USING THE INFORMATION:
• a. In the article on the vaccine mandate ruling, which president appointed the dissenting judge?
• b. Write out the part of the article on the vaccine mandate ruling between "The 2–1 decision" and "and Health Act.", inclusive.
• c. Continue the article on the vaccine mandate ruling from where it stops.

PAGE TEXT:
_ _ _ _ _

A federal appeals court late Friday in a split decision ruled that the Biden administration’s vaccine mandate for private employers of companies exceeding 100 people can take effect.
The 2–1 decision by a panel of the Cincinnati-based 6th U.S. Circuit Court of Appeals dissolves the stay entered by the 5th U.S. Circuit Court of Appeals last month on the nationwide mandate.
The rule issued by OSHA meant that some 84 million U.S. workers faced a Jan. 4 deadline to get vaccinated before it was paused. It is unclear after the latest ruling Friday when the requirement will be in effect.
The case was brought by multiple businesses, including the American Family Association; multiple individuals; and several states, including Texas, Utah, and Mississippi. Petitioners said the mandate, promulgated as an Emergency Temporary Standard (ETS) by the Department of Labor’s Occupational Safety and Health Administration (OSHA), should be struck down because it exceeds OSHA’s authority under the Occupational Safety and Health Act.
The ruling comes after several industries – including airlines and the big three US automakers – agreed not to mandate vaccines for their union employees.
Judge Julia Smith Gibbons wrote in her majority opinion (pdf) on Friday, “Given OSHA’s clear and exercised authority to regulate viruses, OSHA necessarily has the authority to regulate infectious diseases that are not unique to the workplace.”
She added, “Indeed, no virus—HIV, HBV, COVID-19—is unique to the workplace and affects only workers. And courts have upheld OSHA’s authority to regulate hazards that co-exist in the workplace and in society but are at heightened risk in the workplace.”
Gibbons was appointed by President Ronald Reagan, a Republican. The other judge who ruled in favor of the OSHA mandate, Jane Branstetter Stranch, was appointed by President Barack Obama, a Democrat.
Earlier this week, the 6th Circuit’s active judges rejected a move to have the entire panel consider the case, on an 8–8 vote, reported The Associated Press.
The dissenting judge, Joan Louise Larsen, was appointed by President Donald Trump, a Republican. In her dissenting opinion, she noted that Congress did not authorize OSHA to create such a rule; furthermore, to work around Congress, the rule did not meet the emergency standard of necessity that the secretary of labor needed to bring it about.

_ _ _ _ _

DATA EXTRACT:
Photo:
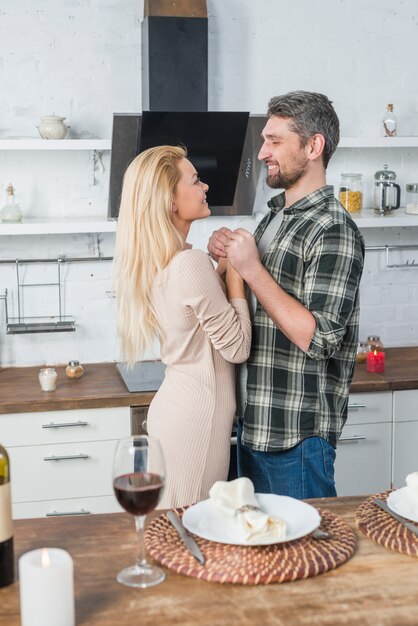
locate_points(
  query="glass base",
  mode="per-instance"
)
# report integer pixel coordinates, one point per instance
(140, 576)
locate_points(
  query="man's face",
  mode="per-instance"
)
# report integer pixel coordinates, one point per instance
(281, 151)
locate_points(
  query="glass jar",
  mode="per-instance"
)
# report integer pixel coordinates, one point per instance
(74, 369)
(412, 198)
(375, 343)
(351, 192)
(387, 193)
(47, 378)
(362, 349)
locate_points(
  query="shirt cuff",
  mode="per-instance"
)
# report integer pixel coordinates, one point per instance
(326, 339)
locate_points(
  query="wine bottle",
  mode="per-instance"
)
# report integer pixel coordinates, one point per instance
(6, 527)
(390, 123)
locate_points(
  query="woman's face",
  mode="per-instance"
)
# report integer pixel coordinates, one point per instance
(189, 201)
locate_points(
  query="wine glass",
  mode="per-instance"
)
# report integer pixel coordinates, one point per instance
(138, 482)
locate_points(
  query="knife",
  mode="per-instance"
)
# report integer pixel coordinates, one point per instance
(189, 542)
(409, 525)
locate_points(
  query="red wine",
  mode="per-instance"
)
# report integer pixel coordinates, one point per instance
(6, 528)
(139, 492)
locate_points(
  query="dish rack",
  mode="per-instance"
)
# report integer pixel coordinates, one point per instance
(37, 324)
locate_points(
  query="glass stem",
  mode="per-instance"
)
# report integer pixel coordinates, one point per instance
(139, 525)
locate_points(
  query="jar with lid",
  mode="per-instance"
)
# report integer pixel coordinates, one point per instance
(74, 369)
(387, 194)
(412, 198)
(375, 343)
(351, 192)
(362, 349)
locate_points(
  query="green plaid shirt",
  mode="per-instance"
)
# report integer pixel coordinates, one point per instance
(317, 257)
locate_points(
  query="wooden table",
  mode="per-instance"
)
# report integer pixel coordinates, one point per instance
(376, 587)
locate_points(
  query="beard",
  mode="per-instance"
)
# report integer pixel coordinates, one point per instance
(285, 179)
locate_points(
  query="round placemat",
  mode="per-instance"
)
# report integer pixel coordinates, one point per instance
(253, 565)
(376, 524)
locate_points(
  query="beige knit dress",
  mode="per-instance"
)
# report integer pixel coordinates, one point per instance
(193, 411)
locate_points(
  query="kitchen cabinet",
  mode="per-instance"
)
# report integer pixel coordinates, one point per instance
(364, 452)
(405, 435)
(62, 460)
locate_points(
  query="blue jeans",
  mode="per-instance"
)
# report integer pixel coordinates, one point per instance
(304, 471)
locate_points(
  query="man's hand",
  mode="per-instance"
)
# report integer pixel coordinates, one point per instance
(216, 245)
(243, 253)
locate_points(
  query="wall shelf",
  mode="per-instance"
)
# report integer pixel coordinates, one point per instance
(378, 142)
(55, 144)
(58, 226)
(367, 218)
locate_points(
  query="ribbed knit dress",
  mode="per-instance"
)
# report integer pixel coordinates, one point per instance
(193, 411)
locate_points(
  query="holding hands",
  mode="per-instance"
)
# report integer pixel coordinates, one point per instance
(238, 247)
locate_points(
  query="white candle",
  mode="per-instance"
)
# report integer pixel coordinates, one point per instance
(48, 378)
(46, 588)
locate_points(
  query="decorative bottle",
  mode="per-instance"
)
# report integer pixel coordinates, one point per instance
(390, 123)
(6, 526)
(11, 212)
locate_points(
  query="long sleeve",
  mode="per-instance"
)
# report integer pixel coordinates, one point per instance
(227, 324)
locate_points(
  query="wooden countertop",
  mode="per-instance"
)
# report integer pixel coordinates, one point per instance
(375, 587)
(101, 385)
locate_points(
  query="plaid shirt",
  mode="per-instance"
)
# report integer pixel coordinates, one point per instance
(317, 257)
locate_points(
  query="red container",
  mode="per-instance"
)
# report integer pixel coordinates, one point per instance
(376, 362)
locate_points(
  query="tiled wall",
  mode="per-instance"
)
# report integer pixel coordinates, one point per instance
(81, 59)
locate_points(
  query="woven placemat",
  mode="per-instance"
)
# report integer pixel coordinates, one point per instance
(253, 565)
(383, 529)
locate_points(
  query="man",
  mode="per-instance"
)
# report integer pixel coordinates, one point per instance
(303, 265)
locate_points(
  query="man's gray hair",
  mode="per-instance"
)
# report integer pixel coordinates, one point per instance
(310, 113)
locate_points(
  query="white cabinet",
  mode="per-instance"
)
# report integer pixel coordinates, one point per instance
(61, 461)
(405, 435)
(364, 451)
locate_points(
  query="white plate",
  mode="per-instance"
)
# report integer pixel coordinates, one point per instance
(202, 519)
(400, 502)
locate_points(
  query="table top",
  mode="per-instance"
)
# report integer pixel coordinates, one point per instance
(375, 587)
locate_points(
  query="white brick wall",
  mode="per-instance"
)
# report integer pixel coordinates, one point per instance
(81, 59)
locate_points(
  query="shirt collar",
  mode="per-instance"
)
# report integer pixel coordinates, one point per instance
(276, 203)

_ _ _ _ _

ANSWERS PROVIDED:
• a. President Donald Trump appointed the dissenting judge, Joan Louise Larsen.

• b.
The 2–1 decision by a panel of the Cincinnati-based 6th U.S. Circuit Court of Appeals dissolves the stay entered by the 5th U.S. Circuit Court of Appeals last month on the nationwide mandate.
The rule issued by OSHA meant that some 84 million U.S. workers faced a Jan. 4 deadline to get vaccinated before it was paused. It is unclear after the latest ruling Friday when the requirement will be in effect.
The case was brought by multiple businesses, including the American Family Association; multiple individuals; and several states, including Texas, Utah, and Mississippi. Petitioners said the mandate, promulgated as an Emergency Temporary Standard (ETS) by the Department of Labor’s Occupational Safety and Health Administration (OSHA), should be struck down because it exceeds OSHA’s authority under the Occupational Safety and Health Act.

• c.
“The Secretary has not made the appropriate finding of necessity,” she noted. “An emergency standard must be ‘necessary to protect employees from [grave] danger.’”
She wrote, “The purpose of the mandate is to protect unvaccinated people. The rule’s premise is that vaccines work. And so, OSHA has explained that the rule is not about protecting the vaccinated; they do not face ‘grave danger’ from working with those who are not vaccinated.”
She also added, “[A] multitude of petitioners—individuals, businesses, labor unions, and state governments—have levied serious, and varied, charges against the mandate’s legality. They say, for example, that the mandate violates the nondelegation doctrine, the Commerce Clause, and substantive due process; some say that it violates their constitutionally protected religious liberties and the Religious Freedom Restoration Act of 1993. To lift the stay [by the 5th Circuit] entirely, we would have to conclude that not one of these challenges is likely to succeed. A tall task.”
Under the rule, employees who are not fully vaccinated would have to wear masks and be tested on a weekly basis for COVID-19. Exceptions would apply to those who work outdoors or from home.
The OSHA rule threatens fines of up to $13,600 per violation. It also threatens to fine an additional $13,600 per day that an employer does not abate the violation. For a willful, or serious, violation OSHA can issue a fine up to $136,000.
Arkansas Attorney General Leslie Rutledge denounced the ruling. In a statement, she indicated she would move to ask the U.S. Supreme Court to block it. “The Sixth Circuit’s decision is extremely disappointing for Arkansans because it will force them to get the shot or lose their jobs,” she said.
South Carolina Attorney General Alan Wilson, who chairs the Republican Attorneys General Association, expressed disappointment in the decision. “We are confident the mandate can be stopped,” he wrote on Twitter, adding: “We will go immediately to the Supreme Court—the highest court in the land—to fight this unconstitutional and illegal mandate. The law must be followed and federal abuse of power stopped.”
Zachary Stieber and Nick Ciolino contributed to this report.